Task description:
Express the records from the start through the line containing "point(925, 871)" as a two-column CSV with the columns input and output, giving one row per record with its text under input and its answer under output, each in a single quoted field with line breaks turned into spaces. Leave the pictures out.

## Start Task input

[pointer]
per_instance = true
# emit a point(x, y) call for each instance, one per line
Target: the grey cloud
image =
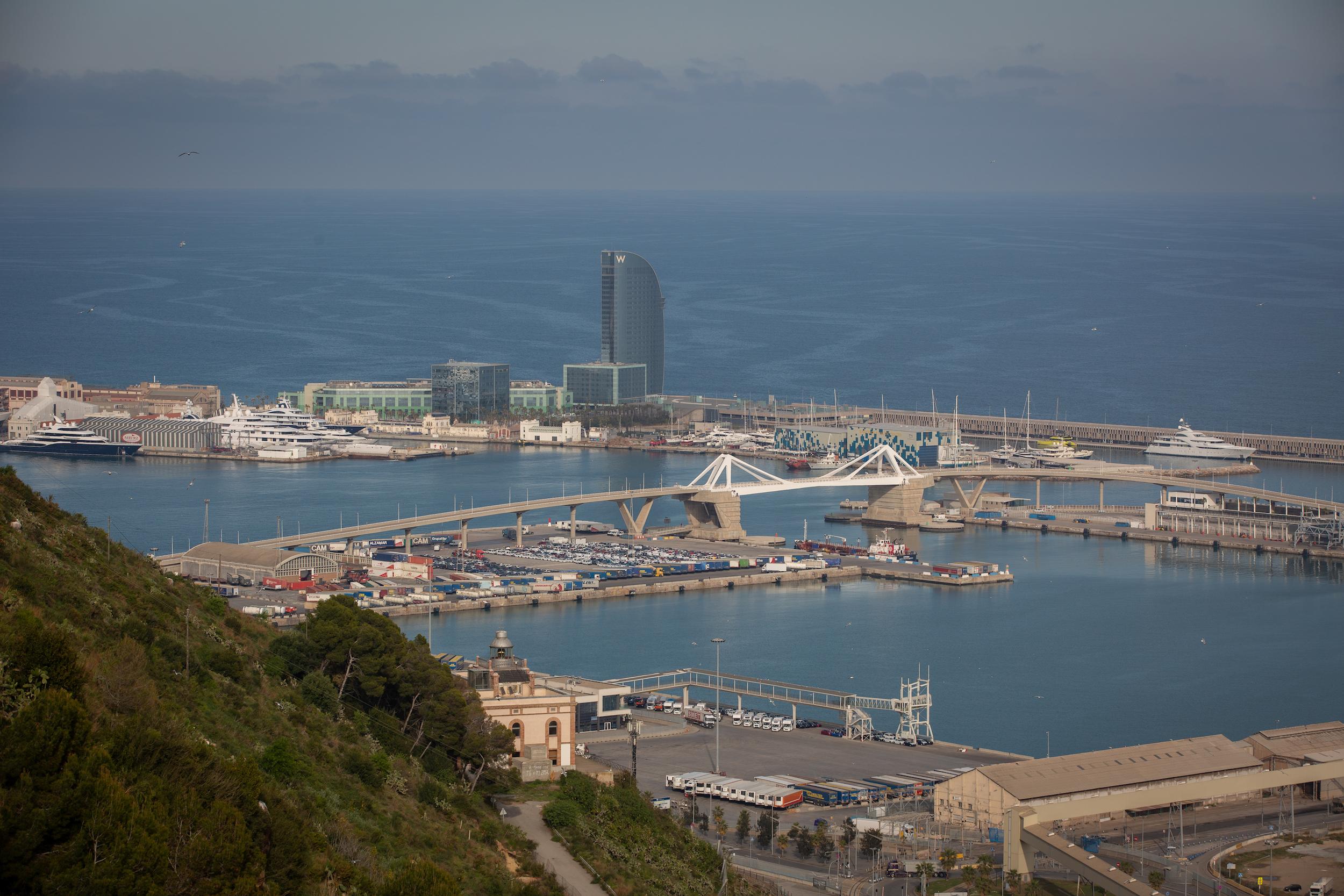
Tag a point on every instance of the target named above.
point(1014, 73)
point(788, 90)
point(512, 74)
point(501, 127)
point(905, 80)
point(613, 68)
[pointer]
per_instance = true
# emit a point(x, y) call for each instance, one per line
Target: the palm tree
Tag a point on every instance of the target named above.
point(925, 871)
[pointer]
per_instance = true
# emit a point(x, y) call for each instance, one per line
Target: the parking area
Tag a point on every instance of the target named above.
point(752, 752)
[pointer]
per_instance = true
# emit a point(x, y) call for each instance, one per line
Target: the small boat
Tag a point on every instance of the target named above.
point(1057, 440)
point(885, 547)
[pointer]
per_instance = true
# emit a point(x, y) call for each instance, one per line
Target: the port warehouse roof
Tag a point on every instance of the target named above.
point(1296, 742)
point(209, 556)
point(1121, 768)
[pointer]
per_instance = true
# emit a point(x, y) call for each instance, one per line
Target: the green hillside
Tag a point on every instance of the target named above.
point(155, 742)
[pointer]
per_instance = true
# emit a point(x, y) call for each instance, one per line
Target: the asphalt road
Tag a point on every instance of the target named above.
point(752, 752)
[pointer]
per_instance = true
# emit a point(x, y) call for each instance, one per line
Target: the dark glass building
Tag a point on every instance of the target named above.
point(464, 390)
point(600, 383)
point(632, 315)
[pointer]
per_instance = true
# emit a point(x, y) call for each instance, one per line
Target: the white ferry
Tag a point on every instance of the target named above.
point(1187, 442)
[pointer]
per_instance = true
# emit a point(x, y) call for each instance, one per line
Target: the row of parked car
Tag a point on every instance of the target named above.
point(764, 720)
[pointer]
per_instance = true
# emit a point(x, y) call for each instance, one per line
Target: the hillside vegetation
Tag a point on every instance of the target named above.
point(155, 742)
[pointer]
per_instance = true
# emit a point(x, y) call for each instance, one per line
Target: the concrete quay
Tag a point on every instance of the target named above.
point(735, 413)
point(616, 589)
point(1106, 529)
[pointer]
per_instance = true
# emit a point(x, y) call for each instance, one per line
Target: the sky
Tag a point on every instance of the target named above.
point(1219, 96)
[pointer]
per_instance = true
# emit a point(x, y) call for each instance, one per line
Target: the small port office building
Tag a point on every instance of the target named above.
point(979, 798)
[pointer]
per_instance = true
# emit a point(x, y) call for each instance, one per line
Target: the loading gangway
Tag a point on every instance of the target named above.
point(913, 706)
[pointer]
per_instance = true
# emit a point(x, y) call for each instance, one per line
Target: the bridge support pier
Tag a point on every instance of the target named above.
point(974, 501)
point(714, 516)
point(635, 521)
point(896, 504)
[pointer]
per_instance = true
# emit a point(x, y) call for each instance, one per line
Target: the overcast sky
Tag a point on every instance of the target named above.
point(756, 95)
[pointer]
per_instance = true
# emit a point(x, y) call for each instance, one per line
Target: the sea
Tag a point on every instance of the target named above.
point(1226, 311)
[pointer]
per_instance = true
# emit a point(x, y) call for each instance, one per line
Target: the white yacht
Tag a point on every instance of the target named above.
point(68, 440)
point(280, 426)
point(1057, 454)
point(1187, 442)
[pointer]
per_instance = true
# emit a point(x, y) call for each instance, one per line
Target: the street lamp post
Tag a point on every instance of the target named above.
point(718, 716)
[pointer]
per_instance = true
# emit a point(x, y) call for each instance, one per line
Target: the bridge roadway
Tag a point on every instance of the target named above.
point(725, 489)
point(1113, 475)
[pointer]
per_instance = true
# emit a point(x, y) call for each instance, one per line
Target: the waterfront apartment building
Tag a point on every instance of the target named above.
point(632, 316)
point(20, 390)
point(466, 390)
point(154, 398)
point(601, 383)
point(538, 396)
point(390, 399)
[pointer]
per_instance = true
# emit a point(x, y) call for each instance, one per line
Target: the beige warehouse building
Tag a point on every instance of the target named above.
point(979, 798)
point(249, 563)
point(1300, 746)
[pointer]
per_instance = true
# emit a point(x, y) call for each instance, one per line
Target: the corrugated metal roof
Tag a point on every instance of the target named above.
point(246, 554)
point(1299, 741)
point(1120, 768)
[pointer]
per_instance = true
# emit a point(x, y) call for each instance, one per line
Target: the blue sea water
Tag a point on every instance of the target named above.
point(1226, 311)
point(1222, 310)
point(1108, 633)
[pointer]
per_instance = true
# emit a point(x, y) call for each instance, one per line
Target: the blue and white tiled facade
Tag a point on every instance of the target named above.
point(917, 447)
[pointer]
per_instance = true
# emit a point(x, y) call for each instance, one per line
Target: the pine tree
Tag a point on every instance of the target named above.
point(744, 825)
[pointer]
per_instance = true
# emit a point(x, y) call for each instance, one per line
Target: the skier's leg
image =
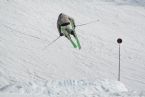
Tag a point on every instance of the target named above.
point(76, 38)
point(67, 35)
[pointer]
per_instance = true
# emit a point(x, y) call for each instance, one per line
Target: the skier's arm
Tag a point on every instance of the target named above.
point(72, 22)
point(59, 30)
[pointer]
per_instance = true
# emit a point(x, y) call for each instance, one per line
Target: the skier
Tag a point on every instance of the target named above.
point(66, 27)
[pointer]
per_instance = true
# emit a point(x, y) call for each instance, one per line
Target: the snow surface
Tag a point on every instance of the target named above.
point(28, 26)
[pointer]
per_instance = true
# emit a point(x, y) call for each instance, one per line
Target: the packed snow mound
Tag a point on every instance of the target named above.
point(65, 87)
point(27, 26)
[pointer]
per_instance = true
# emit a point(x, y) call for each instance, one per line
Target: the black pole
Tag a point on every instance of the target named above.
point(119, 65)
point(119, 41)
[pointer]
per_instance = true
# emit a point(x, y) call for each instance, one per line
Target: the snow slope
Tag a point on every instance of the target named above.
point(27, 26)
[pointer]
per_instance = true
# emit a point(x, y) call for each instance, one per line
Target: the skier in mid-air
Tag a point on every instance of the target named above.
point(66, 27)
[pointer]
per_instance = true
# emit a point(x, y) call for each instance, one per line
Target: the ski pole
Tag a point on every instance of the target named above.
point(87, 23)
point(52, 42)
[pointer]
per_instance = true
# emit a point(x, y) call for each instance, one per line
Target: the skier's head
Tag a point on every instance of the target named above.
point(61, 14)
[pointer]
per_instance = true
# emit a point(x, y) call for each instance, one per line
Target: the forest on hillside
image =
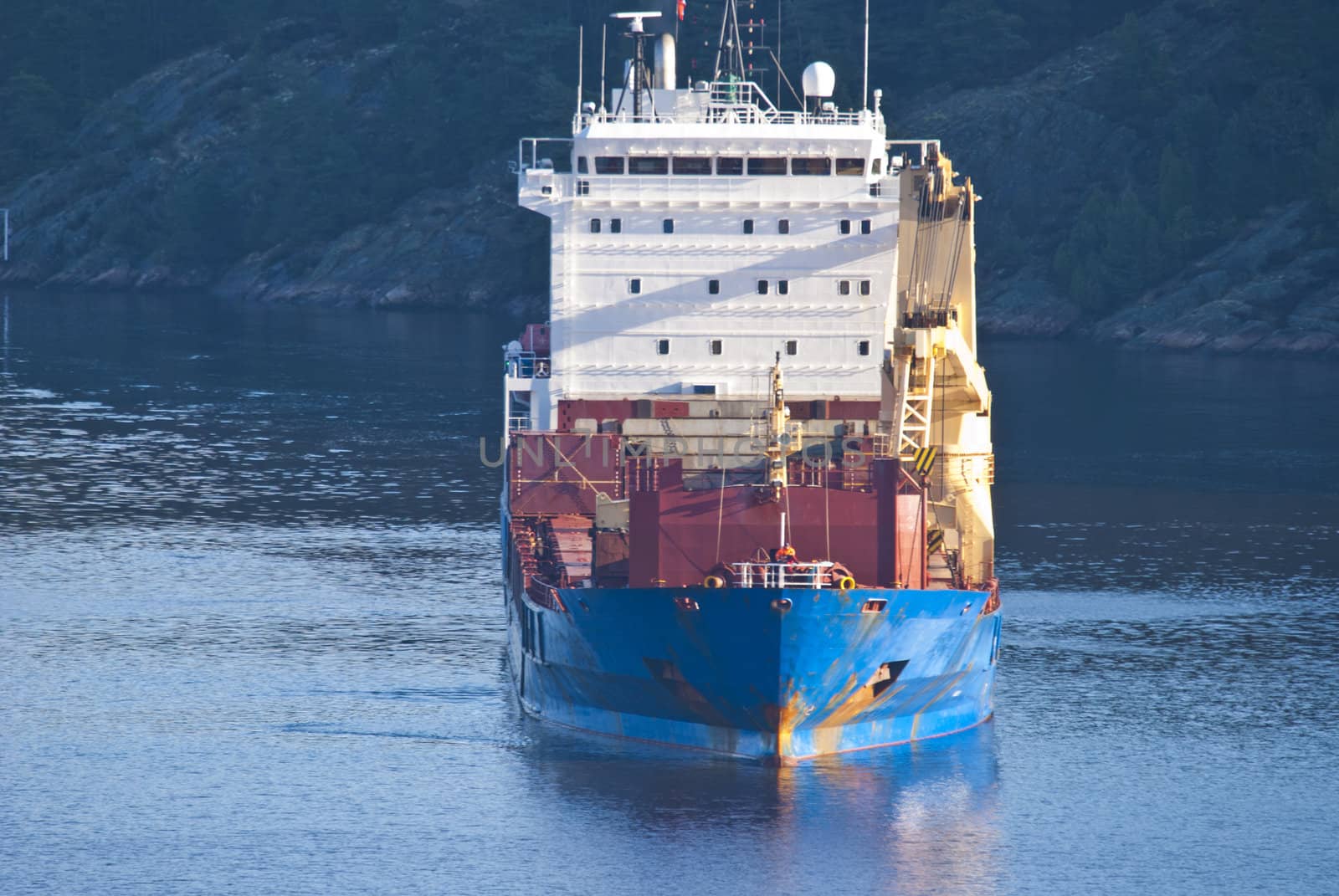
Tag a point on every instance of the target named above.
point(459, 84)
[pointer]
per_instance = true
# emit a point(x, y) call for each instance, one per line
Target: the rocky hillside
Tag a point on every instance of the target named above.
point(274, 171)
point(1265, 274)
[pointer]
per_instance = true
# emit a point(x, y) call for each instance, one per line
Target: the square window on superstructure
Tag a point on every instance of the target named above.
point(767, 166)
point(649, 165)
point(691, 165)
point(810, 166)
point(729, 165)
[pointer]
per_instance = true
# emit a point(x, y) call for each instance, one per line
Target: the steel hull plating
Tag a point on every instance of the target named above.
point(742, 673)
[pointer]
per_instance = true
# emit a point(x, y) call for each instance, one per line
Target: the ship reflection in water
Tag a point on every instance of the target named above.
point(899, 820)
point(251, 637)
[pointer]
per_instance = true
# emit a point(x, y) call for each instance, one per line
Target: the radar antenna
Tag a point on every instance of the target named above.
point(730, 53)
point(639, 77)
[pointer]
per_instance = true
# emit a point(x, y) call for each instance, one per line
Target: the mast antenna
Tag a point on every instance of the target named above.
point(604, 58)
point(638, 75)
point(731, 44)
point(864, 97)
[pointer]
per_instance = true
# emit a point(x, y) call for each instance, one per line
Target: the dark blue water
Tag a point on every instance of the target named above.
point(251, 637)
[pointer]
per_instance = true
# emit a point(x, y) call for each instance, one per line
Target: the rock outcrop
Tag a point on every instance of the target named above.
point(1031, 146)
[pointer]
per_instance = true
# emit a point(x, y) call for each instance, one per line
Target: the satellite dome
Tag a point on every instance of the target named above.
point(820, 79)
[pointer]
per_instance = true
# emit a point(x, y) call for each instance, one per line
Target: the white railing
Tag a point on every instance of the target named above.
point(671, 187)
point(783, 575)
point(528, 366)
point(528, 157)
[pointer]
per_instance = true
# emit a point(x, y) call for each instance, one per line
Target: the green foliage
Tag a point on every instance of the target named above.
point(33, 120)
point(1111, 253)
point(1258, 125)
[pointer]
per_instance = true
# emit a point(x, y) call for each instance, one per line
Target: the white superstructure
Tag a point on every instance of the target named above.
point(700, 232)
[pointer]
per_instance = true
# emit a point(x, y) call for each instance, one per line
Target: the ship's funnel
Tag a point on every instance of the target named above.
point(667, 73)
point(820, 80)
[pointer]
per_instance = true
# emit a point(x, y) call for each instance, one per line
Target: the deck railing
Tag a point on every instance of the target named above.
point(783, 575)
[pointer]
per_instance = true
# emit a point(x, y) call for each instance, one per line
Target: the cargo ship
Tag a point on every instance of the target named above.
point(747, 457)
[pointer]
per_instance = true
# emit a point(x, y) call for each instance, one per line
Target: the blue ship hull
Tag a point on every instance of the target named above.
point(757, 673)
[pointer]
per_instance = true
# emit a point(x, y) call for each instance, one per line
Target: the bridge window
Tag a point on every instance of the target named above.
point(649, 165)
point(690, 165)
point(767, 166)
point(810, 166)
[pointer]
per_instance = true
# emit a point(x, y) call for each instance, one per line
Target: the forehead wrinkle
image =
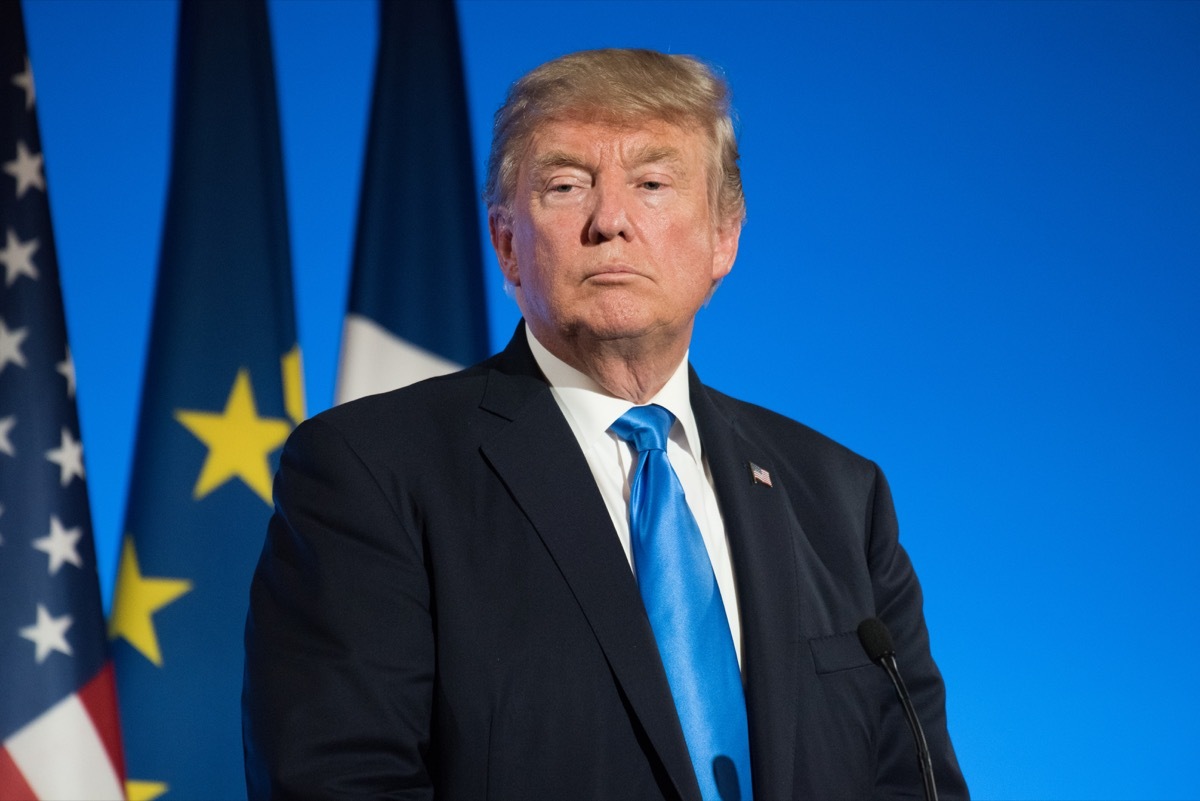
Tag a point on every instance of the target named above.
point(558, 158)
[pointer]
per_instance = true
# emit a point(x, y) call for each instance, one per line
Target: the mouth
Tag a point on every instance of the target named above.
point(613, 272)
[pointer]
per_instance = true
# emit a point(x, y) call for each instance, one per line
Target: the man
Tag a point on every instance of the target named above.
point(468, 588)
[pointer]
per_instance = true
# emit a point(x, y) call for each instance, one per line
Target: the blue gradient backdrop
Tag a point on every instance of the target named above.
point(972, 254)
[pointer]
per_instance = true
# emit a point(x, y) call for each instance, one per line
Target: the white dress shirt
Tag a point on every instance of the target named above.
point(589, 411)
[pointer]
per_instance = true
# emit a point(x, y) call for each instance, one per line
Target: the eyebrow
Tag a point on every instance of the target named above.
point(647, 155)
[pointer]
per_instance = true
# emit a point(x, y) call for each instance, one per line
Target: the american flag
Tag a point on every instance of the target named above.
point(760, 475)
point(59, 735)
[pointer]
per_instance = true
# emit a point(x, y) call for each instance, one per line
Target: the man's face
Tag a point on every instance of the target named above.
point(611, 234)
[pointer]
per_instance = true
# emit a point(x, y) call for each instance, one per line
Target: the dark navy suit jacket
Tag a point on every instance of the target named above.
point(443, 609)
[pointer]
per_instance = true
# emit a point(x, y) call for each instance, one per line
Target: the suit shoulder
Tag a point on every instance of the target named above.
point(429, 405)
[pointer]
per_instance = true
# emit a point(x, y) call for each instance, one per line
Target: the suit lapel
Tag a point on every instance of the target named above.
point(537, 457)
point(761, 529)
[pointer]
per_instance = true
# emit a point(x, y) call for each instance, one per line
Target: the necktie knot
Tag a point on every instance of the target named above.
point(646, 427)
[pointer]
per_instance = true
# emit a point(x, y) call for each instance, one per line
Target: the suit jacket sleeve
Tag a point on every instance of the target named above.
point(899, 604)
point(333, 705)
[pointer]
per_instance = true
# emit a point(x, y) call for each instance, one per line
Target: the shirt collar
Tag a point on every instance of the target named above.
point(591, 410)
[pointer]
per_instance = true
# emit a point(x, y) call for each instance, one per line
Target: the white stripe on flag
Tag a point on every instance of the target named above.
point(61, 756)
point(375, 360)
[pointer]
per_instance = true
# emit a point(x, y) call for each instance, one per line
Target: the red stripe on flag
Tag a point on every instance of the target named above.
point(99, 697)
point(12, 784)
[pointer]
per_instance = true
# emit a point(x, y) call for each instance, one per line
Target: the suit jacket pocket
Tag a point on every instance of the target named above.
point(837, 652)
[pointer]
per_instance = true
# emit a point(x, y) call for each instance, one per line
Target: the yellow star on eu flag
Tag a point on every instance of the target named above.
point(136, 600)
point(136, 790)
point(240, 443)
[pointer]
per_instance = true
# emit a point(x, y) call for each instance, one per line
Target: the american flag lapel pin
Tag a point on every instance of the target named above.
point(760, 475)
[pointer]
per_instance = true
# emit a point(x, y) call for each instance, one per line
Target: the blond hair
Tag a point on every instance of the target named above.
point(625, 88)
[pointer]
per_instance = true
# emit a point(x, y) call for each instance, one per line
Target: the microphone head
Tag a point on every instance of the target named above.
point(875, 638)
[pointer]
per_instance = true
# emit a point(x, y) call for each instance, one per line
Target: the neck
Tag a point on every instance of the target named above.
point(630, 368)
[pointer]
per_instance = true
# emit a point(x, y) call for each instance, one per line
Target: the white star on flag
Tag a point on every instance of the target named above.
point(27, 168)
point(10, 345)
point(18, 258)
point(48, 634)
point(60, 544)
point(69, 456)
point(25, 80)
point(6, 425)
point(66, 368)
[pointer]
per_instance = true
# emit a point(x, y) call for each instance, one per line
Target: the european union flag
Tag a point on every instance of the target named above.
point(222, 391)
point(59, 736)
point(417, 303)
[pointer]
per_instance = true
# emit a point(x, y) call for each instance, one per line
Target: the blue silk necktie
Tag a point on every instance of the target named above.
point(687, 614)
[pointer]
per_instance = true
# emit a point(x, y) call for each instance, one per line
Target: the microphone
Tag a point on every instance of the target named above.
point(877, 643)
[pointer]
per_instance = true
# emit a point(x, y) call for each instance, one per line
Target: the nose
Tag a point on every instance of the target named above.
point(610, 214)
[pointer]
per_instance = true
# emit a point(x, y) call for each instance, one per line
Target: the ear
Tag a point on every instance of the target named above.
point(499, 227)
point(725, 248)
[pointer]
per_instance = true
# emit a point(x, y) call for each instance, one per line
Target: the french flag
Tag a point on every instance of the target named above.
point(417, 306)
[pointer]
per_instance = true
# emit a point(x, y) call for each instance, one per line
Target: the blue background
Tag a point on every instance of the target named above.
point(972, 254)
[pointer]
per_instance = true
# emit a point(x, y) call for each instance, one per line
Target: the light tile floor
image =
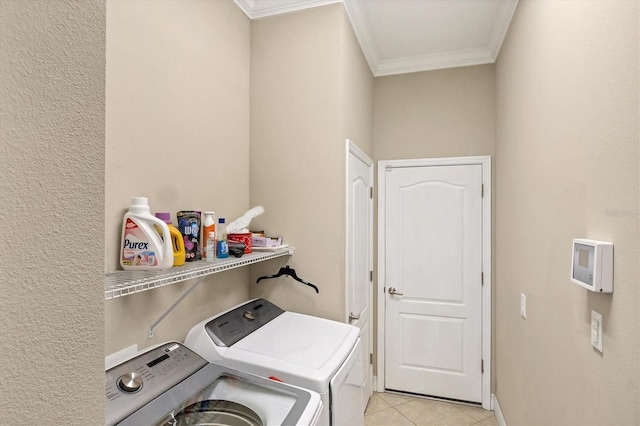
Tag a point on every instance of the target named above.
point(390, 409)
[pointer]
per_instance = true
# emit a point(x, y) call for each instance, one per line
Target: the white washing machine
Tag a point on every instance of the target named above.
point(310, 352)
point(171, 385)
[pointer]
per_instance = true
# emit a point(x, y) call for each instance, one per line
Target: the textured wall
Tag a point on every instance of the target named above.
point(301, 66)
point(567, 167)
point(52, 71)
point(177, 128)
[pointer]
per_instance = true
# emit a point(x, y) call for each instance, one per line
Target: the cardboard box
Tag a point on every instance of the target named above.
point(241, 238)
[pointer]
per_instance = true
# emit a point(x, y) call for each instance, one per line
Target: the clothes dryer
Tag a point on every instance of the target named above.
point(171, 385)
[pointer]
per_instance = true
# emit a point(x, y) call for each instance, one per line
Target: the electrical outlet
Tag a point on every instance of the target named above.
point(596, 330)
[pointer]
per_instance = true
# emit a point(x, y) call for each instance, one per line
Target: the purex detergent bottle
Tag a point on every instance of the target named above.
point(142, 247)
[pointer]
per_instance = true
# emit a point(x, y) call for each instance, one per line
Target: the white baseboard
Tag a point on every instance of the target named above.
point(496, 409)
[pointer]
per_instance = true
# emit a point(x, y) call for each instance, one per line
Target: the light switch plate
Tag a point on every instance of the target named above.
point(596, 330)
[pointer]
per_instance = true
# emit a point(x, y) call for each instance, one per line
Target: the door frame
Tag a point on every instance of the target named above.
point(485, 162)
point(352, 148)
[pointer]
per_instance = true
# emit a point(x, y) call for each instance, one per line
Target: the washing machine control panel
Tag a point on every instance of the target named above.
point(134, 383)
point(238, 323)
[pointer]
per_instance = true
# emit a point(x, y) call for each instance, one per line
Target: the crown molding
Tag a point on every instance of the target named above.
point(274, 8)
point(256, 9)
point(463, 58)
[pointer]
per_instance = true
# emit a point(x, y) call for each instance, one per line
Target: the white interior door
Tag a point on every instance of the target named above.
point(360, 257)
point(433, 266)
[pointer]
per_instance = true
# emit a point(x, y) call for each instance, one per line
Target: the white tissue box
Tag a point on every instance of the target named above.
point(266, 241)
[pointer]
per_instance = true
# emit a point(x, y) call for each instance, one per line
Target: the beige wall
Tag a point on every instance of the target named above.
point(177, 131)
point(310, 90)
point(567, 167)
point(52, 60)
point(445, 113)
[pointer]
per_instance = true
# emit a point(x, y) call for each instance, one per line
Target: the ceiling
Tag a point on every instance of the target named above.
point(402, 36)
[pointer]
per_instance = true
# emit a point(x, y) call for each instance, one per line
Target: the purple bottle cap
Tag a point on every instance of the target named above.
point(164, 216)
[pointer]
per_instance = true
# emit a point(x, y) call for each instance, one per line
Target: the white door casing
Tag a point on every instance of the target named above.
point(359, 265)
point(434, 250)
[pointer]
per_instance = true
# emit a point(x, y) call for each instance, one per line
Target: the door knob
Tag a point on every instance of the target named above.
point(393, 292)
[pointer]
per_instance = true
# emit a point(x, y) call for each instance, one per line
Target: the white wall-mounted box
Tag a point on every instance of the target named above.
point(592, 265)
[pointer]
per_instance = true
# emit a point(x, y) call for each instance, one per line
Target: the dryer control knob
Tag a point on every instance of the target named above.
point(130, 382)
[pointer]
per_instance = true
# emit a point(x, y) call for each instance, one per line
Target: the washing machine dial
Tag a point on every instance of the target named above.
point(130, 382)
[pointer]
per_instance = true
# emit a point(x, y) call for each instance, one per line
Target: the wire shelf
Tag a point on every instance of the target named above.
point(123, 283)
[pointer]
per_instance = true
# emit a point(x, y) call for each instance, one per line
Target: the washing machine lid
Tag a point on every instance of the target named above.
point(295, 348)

## End Task input

Task output:
input,output
"[pointer] per_instance = true # emit a point(x, y) call for each instance, one per line Target: the grey cloud image = Tag a point on every instance of the target named above.","point(1014, 73) point(788, 90) point(512, 74) point(501, 127) point(905, 80) point(613, 68)"
"[pointer] per_instance = true # emit a point(x, y) call for each instance, one per line Target: the palm tree Tag a point on every instance of the target named above.","point(925, 871)"